▸ What is being asked
Put each of the rows below into a numbered list, one line per item, leaving out any blank lines.

▸ Provided information

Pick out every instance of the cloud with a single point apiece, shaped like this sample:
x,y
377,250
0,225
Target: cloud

▸ Right answer
1. Pick out every instance of the cloud with a single point apiece, shaped like this sample:
2. x,y
3. 377,250
4. 0,225
5. Target: cloud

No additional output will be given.